===== Source material =====

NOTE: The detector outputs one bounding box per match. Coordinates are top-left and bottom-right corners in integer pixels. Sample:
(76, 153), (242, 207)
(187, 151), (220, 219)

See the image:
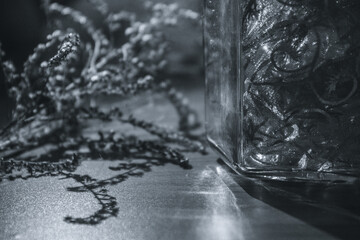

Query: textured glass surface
(204, 0), (360, 180)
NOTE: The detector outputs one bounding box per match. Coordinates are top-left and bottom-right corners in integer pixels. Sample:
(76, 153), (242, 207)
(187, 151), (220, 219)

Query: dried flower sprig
(0, 0), (206, 224)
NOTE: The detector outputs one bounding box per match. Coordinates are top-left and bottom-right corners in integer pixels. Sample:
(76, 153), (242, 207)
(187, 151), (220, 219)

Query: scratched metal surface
(0, 87), (360, 240)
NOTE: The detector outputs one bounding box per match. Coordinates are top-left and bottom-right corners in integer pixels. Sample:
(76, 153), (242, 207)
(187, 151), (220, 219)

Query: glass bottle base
(208, 139), (360, 184)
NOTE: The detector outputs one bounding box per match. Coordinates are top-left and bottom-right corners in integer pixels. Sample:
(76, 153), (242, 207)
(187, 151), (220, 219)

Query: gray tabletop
(0, 87), (360, 240)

=====

* Work required *
Gather every line of the listing above that contains the string "Query" and copy each one as a separate line.

* Written response *
Query: textured glass surface
Query: dried flower sprig
Query: scratched metal surface
Query: glass bottle base
Query: gray tabletop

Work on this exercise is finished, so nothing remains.